You are apparently willing to bar students from public universities based solely on their religious beliefs. You would say they should be denied admittance to study theater, art history, ag science, business or journalism because of their religous beliefs that involves one narrow slice of one field of science.
As a “Catholic Mom” would you be comforable with a decision by a future admissions committee decision that anyone who believes in the physical resurrection of Christ should be barred from admission because that’s scientifically impossible from a secular perspective?
You are right that I mis-used the word “credit.” What I should have said is that students applying for admission to the University are required to have the necessary “pre-work” as preparation and the University reserves the right to judge what work so qualifies. In exactly the same way that a seminary offering an M.A. in theology could state as a requirement that you must have a completed a “rigorous” undergraduate theology program for admission. So you show that you studied Hebrew, Greek, NT hermenuetics, etc. and they accept you. Or you say you sat around and sang “kumbayah” and prayed a lot and they don’t accept you. They are not judging the merits of praying and singing kumbayah, but you don’t have the background required for the program.

STORED DATA:
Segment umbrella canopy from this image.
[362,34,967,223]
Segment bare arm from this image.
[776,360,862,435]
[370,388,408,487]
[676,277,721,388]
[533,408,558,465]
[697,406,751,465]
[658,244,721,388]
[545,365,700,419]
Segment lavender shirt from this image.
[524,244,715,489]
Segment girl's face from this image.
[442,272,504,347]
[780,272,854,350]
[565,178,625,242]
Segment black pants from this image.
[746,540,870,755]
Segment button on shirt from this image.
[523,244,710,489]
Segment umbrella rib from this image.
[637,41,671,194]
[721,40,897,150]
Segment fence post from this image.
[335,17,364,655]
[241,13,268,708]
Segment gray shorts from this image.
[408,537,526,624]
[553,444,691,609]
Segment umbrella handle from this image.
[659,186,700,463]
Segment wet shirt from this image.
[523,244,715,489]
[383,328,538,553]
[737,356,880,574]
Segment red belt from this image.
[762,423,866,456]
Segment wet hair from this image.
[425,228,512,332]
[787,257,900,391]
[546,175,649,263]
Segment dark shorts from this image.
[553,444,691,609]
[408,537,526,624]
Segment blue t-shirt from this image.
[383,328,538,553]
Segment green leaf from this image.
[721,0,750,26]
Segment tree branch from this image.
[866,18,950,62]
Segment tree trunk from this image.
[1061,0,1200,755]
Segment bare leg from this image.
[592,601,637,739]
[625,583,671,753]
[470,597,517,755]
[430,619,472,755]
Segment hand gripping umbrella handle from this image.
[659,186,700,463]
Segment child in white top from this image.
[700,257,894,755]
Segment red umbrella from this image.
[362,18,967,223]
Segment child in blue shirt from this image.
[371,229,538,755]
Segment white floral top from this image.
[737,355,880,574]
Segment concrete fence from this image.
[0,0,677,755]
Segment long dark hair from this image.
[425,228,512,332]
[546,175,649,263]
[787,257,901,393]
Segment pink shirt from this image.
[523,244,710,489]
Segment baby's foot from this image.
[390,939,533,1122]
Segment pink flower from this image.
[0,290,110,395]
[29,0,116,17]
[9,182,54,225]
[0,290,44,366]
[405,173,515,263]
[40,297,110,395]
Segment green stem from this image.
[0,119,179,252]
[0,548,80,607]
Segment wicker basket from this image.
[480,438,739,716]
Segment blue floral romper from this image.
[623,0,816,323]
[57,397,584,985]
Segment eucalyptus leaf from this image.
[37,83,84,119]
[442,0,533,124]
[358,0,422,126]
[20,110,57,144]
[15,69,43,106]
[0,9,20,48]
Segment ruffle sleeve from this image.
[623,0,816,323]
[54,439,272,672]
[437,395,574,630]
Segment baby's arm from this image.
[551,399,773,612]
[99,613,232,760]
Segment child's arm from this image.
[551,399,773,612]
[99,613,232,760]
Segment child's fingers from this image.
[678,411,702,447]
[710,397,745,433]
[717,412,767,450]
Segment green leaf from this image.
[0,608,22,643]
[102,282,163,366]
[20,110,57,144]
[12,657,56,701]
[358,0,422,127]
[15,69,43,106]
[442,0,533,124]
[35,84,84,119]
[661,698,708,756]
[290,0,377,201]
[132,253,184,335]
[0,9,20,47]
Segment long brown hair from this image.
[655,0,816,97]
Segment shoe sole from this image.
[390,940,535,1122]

REQUIRED WORK:
a) Reproduce the passage of the admissions debate from "You are right" up to and including "for the program.".
b) Pick up the admissions debate after its last sentence and extend it.

EXERCISE RESULTS:
a)
You are right that I mis-used the word “credit.” What I should have said is that students applying for admission to the University are required to have the necessary “pre-work” as preparation and the University reserves the right to judge what work so qualifies. In exactly the same way that a seminary offering an M.A. in theology could state as a requirement that you must have a completed a “rigorous” undergraduate theology program for admission. So you show that you studied Hebrew, Greek, NT hermenuetics, etc. and they accept you. Or you say you sat around and sang “kumbayah” and prayed a lot and they don’t accept you. They are not judging the merits of praying and singing kumbayah, but you don’t have the background required for the program.

b)
Note that I am NOT saying that the case here is precisely the same, but that the University has the right (and responsibility) to define what constitutes a valid preparation for their school. And since they can’t send somebody out to every high school in the United States to check out every course, they define what is a “standard” course and which are “standard” textbooks and if you choose not to teach the standard course and use the standard textbooks, then you don’t qualify.
Every Catholic high school in this country teaches that God exists, that he is the ultimate basis of existence that “through Him all things were made.” But they also teach standard science. With a standard textbook. Hence they are accredited by universities.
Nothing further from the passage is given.